→ Exercise
In the listing below, a line holding "Pick out the mountain" and a line holding "Pick out the shrub." mark the range. Retype both exactly, with all lines between them.

Start of Listed records

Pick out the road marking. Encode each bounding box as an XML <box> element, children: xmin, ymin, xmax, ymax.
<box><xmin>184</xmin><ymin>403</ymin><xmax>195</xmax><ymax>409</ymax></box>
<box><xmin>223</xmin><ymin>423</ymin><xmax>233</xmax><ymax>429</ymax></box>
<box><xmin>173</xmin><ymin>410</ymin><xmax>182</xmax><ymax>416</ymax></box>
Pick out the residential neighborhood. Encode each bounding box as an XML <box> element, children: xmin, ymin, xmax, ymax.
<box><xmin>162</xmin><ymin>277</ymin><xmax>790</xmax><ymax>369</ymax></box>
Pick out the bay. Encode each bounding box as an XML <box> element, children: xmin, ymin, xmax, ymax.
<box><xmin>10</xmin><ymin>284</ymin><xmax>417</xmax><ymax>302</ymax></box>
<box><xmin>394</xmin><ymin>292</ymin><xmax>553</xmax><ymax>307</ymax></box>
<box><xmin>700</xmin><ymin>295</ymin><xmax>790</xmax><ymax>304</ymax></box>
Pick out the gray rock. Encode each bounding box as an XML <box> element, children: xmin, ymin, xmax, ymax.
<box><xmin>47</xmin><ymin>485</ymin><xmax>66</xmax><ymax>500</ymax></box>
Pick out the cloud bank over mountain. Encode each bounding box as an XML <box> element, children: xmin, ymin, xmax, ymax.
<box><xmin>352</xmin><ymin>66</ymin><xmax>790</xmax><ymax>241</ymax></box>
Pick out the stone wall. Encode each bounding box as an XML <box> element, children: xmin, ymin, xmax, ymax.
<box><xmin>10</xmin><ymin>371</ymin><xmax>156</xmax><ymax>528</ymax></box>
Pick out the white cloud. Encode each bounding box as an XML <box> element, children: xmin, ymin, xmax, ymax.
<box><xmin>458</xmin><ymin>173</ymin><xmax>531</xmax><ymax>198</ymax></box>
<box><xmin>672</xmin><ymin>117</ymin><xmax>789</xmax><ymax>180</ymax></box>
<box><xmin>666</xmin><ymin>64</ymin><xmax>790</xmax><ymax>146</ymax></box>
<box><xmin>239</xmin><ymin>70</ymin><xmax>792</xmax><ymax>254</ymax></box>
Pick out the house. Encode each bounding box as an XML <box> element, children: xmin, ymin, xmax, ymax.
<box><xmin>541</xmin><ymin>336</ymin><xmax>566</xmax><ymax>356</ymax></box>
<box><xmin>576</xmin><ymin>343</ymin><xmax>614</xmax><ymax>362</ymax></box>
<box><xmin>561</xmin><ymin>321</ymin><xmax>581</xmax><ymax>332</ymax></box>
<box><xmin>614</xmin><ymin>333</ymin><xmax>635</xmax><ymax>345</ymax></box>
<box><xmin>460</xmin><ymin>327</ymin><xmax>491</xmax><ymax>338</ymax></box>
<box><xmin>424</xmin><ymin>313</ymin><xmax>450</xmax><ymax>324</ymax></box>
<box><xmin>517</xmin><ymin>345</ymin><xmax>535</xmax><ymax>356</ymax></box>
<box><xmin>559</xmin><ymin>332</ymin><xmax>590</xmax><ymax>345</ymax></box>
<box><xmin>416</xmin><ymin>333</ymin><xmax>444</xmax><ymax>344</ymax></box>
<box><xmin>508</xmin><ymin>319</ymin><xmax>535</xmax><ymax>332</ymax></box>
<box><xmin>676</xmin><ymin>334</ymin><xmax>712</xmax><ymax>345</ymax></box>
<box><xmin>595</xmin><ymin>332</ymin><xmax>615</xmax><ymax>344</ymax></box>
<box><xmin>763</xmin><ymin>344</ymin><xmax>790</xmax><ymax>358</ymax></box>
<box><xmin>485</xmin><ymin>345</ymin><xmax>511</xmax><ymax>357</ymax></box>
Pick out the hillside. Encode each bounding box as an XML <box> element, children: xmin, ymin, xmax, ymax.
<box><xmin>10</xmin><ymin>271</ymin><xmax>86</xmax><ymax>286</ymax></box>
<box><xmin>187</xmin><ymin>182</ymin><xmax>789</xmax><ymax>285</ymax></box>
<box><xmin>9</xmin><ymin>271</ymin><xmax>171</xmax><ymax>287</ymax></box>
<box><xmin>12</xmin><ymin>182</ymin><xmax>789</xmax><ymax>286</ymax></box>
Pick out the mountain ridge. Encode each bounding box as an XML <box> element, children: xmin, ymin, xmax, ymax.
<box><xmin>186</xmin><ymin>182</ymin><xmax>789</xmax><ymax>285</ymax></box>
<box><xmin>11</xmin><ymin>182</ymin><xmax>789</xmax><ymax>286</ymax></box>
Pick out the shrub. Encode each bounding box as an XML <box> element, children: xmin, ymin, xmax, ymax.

End of Listed records
Start of Listed records

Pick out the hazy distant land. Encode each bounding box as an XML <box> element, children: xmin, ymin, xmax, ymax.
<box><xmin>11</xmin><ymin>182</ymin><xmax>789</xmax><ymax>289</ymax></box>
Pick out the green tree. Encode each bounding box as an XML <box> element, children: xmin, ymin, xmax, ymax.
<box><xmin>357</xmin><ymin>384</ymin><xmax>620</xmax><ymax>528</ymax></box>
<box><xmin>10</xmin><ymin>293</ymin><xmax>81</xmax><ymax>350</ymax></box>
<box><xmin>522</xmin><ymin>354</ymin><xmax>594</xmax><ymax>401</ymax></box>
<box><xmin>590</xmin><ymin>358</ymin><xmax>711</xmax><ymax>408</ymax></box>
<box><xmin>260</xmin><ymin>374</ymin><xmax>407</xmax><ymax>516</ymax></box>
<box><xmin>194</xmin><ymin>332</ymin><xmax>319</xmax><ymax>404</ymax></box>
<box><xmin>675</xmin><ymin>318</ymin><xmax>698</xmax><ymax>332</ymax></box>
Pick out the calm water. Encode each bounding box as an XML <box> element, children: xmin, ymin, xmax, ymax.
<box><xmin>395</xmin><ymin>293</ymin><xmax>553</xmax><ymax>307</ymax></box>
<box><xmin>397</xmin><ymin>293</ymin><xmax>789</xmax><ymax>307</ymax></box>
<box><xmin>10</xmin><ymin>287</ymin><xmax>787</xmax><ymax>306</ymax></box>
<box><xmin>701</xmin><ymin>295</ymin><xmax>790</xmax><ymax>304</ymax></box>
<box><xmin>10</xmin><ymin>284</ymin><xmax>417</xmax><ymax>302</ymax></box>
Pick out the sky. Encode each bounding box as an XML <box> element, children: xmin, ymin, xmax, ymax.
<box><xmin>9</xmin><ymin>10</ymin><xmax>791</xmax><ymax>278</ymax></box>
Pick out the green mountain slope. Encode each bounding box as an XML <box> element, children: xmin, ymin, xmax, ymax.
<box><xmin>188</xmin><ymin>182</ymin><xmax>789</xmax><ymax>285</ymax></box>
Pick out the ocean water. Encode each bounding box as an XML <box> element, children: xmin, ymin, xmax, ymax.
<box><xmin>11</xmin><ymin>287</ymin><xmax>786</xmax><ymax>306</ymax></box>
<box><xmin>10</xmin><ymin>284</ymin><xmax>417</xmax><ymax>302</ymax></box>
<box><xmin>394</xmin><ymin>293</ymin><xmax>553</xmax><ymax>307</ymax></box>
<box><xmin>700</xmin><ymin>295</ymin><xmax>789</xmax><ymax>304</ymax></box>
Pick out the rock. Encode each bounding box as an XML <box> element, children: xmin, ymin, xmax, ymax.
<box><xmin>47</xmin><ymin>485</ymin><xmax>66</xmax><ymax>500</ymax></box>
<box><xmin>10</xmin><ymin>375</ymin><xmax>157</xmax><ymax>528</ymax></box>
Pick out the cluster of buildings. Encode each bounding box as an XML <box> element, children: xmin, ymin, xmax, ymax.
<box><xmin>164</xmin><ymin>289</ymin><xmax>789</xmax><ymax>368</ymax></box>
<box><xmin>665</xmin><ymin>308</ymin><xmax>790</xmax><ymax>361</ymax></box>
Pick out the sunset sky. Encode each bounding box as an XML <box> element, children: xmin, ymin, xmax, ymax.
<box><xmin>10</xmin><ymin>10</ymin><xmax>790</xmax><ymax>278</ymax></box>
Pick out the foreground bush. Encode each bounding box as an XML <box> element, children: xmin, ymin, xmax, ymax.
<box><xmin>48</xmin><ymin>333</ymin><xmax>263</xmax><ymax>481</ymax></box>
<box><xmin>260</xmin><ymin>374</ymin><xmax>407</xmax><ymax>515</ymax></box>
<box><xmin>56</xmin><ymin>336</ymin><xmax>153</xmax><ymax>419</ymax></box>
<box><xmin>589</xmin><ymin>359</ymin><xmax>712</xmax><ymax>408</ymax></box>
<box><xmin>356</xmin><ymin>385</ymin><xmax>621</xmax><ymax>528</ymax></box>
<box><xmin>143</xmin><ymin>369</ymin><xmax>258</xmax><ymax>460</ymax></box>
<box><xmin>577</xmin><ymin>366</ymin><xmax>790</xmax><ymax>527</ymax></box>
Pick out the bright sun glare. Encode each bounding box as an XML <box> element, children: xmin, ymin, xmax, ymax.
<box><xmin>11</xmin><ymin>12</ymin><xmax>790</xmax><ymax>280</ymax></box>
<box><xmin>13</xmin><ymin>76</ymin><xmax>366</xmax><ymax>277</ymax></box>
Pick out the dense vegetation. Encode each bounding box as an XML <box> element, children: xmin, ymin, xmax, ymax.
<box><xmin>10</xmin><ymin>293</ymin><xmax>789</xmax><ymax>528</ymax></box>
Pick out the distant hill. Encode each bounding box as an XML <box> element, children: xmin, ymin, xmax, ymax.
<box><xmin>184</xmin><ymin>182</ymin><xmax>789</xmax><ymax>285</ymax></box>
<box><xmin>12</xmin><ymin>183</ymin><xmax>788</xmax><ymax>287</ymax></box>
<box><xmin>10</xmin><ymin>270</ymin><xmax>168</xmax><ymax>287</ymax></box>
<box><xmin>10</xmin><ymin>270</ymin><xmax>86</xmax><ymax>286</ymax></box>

End of Listed records

→ Written answer
Pick out the mountain ridge. Encode each bounding box as an XML <box> element, children: xmin, ymin, xmax, ymax.
<box><xmin>186</xmin><ymin>182</ymin><xmax>789</xmax><ymax>285</ymax></box>
<box><xmin>11</xmin><ymin>182</ymin><xmax>789</xmax><ymax>286</ymax></box>
Pick out the shrub. Encode each bounding box as an XML <box> element, children: xmin, ymin, xmax, ymax.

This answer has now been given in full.